◆ Tasks to carry out
A. According to the topgrade passage, which programming language is the tool written in?
B. Carry on the passage about installing topgrade from the point where it stops.

You need not to run every package manager separately to update the packages. The topgrade tool resolves this problem by detecting the installed packages, tools, plugins and run their appropriate package manager to update everything in your Linux box with a single command. It is free, open source and written using Rust programming language. It supports GNU/Linux, Mac OS X, FreeBSD and Microsoft Windows.

Installing Topgrade

The topgrade is available in AUR. So, you can install it using Yay helper program in any Arch-based systems.

$ yay -S topgrade

On other Linux distributions, topgrade can be installed Cargo package manager. To install cargo package manager, refer the following link.

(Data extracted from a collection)

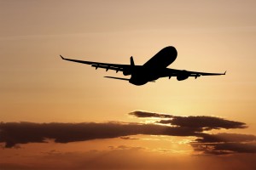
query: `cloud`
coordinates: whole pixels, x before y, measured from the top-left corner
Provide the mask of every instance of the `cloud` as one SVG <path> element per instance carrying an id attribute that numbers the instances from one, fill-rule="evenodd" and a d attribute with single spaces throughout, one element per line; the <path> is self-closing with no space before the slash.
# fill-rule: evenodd
<path id="1" fill-rule="evenodd" d="M 201 128 L 123 122 L 1 122 L 0 143 L 11 148 L 17 144 L 44 143 L 47 139 L 68 143 L 137 134 L 195 136 L 201 131 Z"/>
<path id="2" fill-rule="evenodd" d="M 201 134 L 191 143 L 194 150 L 205 154 L 256 153 L 256 136 L 239 133 Z"/>
<path id="3" fill-rule="evenodd" d="M 137 116 L 137 117 L 159 117 L 159 118 L 172 118 L 172 115 L 167 115 L 167 114 L 160 114 L 160 113 L 151 113 L 148 111 L 139 111 L 139 110 L 135 110 L 129 115 Z"/>
<path id="4" fill-rule="evenodd" d="M 150 113 L 146 111 L 133 111 L 130 115 L 137 117 L 158 117 L 171 118 L 163 119 L 156 122 L 162 124 L 170 124 L 172 126 L 187 127 L 193 128 L 202 128 L 204 130 L 218 129 L 218 128 L 246 128 L 244 122 L 229 121 L 214 116 L 178 116 L 167 114 Z"/>
<path id="5" fill-rule="evenodd" d="M 244 122 L 213 116 L 177 116 L 167 114 L 133 111 L 137 117 L 156 117 L 155 123 L 134 122 L 82 122 L 82 123 L 35 123 L 1 122 L 0 143 L 5 148 L 19 144 L 45 143 L 49 139 L 55 143 L 69 143 L 99 139 L 120 138 L 137 139 L 131 135 L 194 136 L 189 144 L 198 153 L 234 154 L 256 153 L 256 136 L 238 133 L 206 133 L 206 130 L 219 128 L 245 128 Z"/>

◆ Results for the exercise
A. It is written in Rust.

B.
And, then run the following command to install topgrade:

$ cargo install topgrade

If cargo method doesn't work for any reason, download the latest topgrade binary from releases page. As of writing this guide, the latest version was 2.2.0.

$ wget https://github.com/r-darwish/topgrade/releases/download/v2.2.0/topgrade-v2.2.0-x86_64-unknown-linux-gnu.tar.gz

Extract the tar file:

$ tar xvf topgrade-v2.2.0-x86_64-unknown-linux-gnu.tar.gz

Copy or move the topgrade binary file to your path, for example /usr/local/bin/.

$ sudo mv topgrade /usr/local/bin/

Check if it is correctly installed as shown below.

$ which topgrade
/usr/local/bin/topgrade

Check installed version:

$ topgrade -V
Topgrade 2.2.0

Upgrade Everything Using Topgrade In Linux And Unix

Once installed, run topgrade utility to upgrade all the things in your Linux system.

$ topgrade

Once topgrade is invoked, it will perform the following tasks one by one depending upon the OS you use. You will be asked to enter root/sudo user password wherever necessary.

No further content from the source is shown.